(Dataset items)
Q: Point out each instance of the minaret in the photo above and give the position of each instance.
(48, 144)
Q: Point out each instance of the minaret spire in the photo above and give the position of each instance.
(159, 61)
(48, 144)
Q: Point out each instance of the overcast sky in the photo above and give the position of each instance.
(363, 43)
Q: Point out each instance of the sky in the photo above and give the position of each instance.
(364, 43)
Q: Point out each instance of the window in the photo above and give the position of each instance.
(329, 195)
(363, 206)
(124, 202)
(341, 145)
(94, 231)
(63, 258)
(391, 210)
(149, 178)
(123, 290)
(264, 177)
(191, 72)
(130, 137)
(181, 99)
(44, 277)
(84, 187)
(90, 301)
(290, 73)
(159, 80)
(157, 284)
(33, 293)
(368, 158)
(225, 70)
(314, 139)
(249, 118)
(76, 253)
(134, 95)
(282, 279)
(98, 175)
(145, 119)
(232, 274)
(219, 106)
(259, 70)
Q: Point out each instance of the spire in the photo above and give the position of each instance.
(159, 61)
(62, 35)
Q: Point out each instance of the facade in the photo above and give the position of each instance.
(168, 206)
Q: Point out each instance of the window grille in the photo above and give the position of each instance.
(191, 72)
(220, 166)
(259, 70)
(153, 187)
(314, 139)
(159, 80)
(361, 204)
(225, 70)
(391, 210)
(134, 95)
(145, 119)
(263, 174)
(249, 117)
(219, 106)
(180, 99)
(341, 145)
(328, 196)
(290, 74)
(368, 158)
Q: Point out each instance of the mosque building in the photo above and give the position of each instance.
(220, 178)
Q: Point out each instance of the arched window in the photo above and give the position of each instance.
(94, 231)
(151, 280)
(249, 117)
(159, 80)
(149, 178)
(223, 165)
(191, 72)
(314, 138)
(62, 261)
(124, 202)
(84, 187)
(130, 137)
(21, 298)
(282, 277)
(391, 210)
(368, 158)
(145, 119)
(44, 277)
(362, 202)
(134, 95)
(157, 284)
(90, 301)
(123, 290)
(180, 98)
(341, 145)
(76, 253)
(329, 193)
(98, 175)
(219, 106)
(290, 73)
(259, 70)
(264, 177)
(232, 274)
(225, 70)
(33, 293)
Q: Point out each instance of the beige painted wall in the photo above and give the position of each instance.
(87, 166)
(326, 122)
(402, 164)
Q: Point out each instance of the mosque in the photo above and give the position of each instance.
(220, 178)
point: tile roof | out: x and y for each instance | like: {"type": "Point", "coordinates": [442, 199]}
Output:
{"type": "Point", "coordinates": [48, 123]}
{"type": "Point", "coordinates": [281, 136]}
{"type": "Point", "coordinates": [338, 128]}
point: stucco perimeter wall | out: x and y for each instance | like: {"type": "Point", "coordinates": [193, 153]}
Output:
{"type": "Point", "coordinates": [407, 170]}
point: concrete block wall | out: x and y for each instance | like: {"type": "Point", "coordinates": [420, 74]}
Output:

Task statement. Each record must be repeated exactly as it is.

The response.
Q: Point out each instance of the minaret in the photo above and give the position of each instance.
(48, 144)
Q: Point out each instance of the minaret spire in the photo above and give the position of each instance.
(159, 61)
(48, 144)
Q: Point out each instance of the overcast sky in the photo above and give the position of each instance.
(363, 43)
Q: Point out each instance of the sky in the photo above and give the position of each instance.
(364, 43)
Q: Point out each instance of the window in the photo above and give the position of each instance.
(329, 195)
(363, 206)
(124, 202)
(341, 145)
(94, 231)
(63, 258)
(391, 210)
(149, 178)
(123, 290)
(264, 177)
(191, 72)
(130, 137)
(181, 99)
(44, 277)
(84, 187)
(90, 301)
(290, 73)
(159, 80)
(157, 284)
(33, 293)
(368, 158)
(225, 70)
(314, 139)
(249, 118)
(76, 253)
(134, 95)
(282, 279)
(98, 175)
(145, 119)
(232, 274)
(219, 106)
(259, 70)
Q: Point out each instance of the spire in the photo above and give the position of each instance.
(159, 61)
(62, 35)
Q: Point out each instance of the facade in the photo above and give the position of each instance.
(168, 206)
Q: Point out each instance of the window grille in the photo above and give the position of each instance.
(191, 72)
(220, 166)
(259, 70)
(153, 187)
(314, 139)
(159, 80)
(361, 204)
(225, 70)
(391, 210)
(134, 95)
(145, 119)
(263, 174)
(249, 117)
(219, 106)
(180, 99)
(341, 145)
(328, 196)
(290, 74)
(368, 158)
Q: Point out each instance of the mosque building in the photo above and give the position of each instance.
(220, 178)
Q: Point out each instance of the arched window in the photo above and give the position of each instance.
(94, 231)
(151, 280)
(249, 117)
(159, 80)
(149, 178)
(223, 165)
(191, 72)
(314, 138)
(62, 261)
(124, 202)
(84, 187)
(130, 137)
(21, 298)
(282, 277)
(391, 210)
(368, 158)
(145, 119)
(44, 277)
(362, 202)
(134, 95)
(157, 284)
(90, 301)
(123, 290)
(180, 98)
(341, 145)
(76, 253)
(329, 193)
(98, 175)
(219, 106)
(290, 73)
(259, 70)
(264, 177)
(232, 274)
(225, 70)
(33, 293)
Q: Point out each instance of the beige painted wall in the photo above and give the position of each instance.
(87, 166)
(326, 122)
(402, 164)
Q: Point out each instance of the mosque in the photo above and give the position of each instance.
(220, 178)
point: tile roof | out: x and y for each instance | like: {"type": "Point", "coordinates": [442, 199]}
Output:
{"type": "Point", "coordinates": [48, 123]}
{"type": "Point", "coordinates": [281, 136]}
{"type": "Point", "coordinates": [338, 128]}
point: stucco perimeter wall | out: x and y for each instance | like: {"type": "Point", "coordinates": [193, 153]}
Output:
{"type": "Point", "coordinates": [407, 170]}
point: concrete block wall | out: x and y for each instance | like: {"type": "Point", "coordinates": [420, 74]}
Output:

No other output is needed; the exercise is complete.